- [Materials provided]:

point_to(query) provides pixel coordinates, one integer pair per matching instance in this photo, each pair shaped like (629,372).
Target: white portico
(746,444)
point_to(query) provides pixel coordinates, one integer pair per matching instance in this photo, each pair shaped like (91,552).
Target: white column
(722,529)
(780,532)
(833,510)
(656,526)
--
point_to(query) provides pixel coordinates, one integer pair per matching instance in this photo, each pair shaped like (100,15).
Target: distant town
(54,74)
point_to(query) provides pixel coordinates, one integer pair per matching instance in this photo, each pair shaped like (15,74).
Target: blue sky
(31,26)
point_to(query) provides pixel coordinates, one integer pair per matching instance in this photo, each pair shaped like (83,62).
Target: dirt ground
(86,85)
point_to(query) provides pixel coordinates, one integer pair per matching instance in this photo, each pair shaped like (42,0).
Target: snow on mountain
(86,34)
==
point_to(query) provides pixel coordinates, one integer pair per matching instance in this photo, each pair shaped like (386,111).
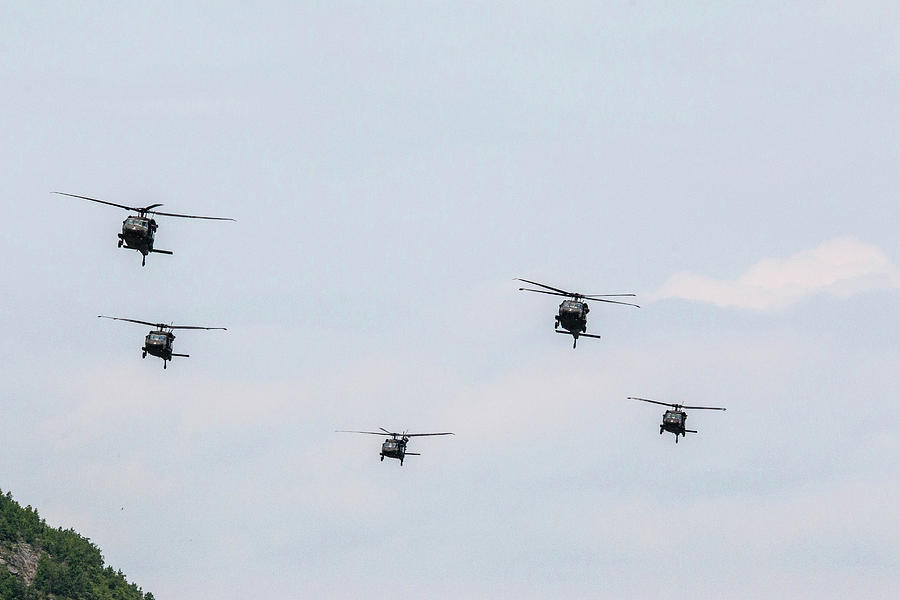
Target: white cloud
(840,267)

- [Do this]: Which lines in the data above contain the word "instance"? List each of those lines in full.

- [The answer]:
point_to(query) provides pixel coordinates, one integer pair per matching instance in this photo, each pair shaped like (629,372).
point_to(query) provides pixel coordinates, one integer pair per matching instance in this photo, each pair shaped like (91,552).
point_to(query) provides pixel coordinates, one integer pair per matching instance in this photo, each pair shaped like (100,15).
point_to(query) provides pixel coordinates, one integer pair per matching instance in this photo, each pair shaped like (15,74).
point_to(query) provides pixel coordinates, one integer pair per matching instance in this photo, each pair shaped like (83,62).
point_to(query) provides pixel coordinates, one integer pair per matching instance in this photo, each pair shaped like (42,0).
point_to(query) provides pixel coordinates, one integer pair per matching instance in this photo, each pair shaped like (386,111).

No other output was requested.